Objetivo da tarefa:
Por favor, transcreva o texto sobre integração lavoura-pecuária entre "Além das estratégias" e "et al., 2022).", inclusive, trocando "azevém" por "centeio".

Além das estratégias citadas, como parte do manejo integrado, é possível praticar ações complementares, começando pelo o que vem antes da lavoura, numa visão de sistema de produção. A pecuária é uma atividade inerente à cultura gaúcha, especialmente na metade Sul do estado do RS. As áreas utilizadas para cultivo de lavouras de grãos no verão, especialmente a soja, costumam ter pastagens de azevém e/ou aveia no inverno, para engorda de bovinos de corte principalmente. Um estudo prévio realizado na Embrapa Pecuária Sul indicou que o resíduo de azevém (4,4 t/ha) pastejado de forma moderada serviu como uma importante barreira física ao caruru emergente na soja em sucessão; esta comparação foi feita ao resíduo pastejado em maior intensidade (2,5 t/ha) e também a uma área preparada para cultivo convencional da soja (Lamego et al., 2022). 

Em sistemas integrados com lavoura e pecuária, para que a lavoura em sucessão aproveite as vantagens da pecuária praticada no inverno, é fundamental adequar a taxa de lotação de animais à disponibilidade de forragem; o excesso de pastejo prejudica o crescimento do pasto além de favorecer a compactação do solo, o que prejudica a lavoura. Portanto, observar as recomendações técnicas para cada forrageira e ajustar a carga animal é essencial. Sabemos que a “palha” procedente de plantas de cobertura antecessoras à lavoura, é fundamental num sistema conservacionista como o plantio direto, de forma a preservar o solo, reter umidade, sendo inclusive barreira para a emergência de plantas daninhas. O resíduo do pastejo também pode vir a contribuir para o controle de plantas daninhas na lavoura em sucessão, em regiões onde a pecuária é praticada.

Dados brutos:
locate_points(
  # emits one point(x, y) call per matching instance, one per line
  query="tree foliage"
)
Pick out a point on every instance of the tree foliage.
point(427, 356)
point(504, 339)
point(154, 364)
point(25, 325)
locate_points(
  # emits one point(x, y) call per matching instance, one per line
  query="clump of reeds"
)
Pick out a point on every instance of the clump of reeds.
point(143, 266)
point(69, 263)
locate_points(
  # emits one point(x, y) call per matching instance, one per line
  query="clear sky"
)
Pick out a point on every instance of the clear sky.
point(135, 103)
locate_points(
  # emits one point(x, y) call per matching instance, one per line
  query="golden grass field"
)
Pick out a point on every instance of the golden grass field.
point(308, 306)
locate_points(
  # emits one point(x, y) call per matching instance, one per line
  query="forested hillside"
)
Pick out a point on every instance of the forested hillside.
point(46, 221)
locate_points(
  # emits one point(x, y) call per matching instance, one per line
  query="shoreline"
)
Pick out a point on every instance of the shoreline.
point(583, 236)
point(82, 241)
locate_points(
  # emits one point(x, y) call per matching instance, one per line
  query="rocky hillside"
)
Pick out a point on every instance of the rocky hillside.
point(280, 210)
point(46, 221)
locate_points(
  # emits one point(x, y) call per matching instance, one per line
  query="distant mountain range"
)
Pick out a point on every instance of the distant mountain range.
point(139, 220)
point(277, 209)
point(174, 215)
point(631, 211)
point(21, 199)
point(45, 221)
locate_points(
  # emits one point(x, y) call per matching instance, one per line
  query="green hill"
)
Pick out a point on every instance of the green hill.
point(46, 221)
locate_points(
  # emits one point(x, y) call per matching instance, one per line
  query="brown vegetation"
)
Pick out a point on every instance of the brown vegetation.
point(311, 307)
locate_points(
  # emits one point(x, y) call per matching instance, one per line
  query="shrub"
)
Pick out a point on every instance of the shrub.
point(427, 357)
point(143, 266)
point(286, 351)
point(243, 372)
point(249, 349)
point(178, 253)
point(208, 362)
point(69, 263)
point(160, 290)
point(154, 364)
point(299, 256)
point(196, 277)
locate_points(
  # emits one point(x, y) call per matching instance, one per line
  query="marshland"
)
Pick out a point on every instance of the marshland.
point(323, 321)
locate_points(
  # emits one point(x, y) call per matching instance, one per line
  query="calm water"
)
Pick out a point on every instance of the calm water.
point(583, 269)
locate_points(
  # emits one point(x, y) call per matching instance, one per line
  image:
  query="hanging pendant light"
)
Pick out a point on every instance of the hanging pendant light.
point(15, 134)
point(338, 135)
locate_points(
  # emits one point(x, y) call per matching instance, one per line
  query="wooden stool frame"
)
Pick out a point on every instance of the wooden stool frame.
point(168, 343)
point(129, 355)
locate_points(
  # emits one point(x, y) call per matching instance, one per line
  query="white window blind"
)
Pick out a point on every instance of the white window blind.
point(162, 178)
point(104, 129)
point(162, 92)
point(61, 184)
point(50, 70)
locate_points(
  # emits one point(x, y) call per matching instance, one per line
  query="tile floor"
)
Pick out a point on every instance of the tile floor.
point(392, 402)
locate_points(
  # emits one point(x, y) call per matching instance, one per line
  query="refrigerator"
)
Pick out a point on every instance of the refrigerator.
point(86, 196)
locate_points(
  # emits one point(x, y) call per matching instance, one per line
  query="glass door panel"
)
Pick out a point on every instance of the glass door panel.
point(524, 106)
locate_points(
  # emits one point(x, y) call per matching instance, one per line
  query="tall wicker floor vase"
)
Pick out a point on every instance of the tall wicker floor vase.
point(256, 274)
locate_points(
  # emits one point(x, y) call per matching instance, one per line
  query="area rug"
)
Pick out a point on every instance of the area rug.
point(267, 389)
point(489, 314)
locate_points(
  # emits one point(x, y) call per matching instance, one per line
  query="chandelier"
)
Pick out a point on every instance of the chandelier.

Resposta do exercício:
Além das estratégias citadas, como parte do manejo integrado, é possível praticar ações complementares, começando pelo o que vem antes da lavoura, numa visão de sistema de produção. A pecuária é uma atividade inerente à cultura gaúcha, especialmente na metade Sul do estado do RS. As áreas utilizadas para cultivo de lavouras de grãos no verão, especialmente a soja, costumam ter pastagens de centeio e/ou aveia no inverno, para engorda de bovinos de corte principalmente. Um estudo prévio realizado na Embrapa Pecuária Sul indicou que o resíduo de centeio (4,4 t/ha) pastejado de forma moderada serviu como uma importante barreira física ao caruru emergente na soja em sucessão; esta comparação foi feita ao resíduo pastejado em maior intensidade (2,5 t/ha) e também a uma área preparada para cultivo convencional da soja (Lamego et al., 2022).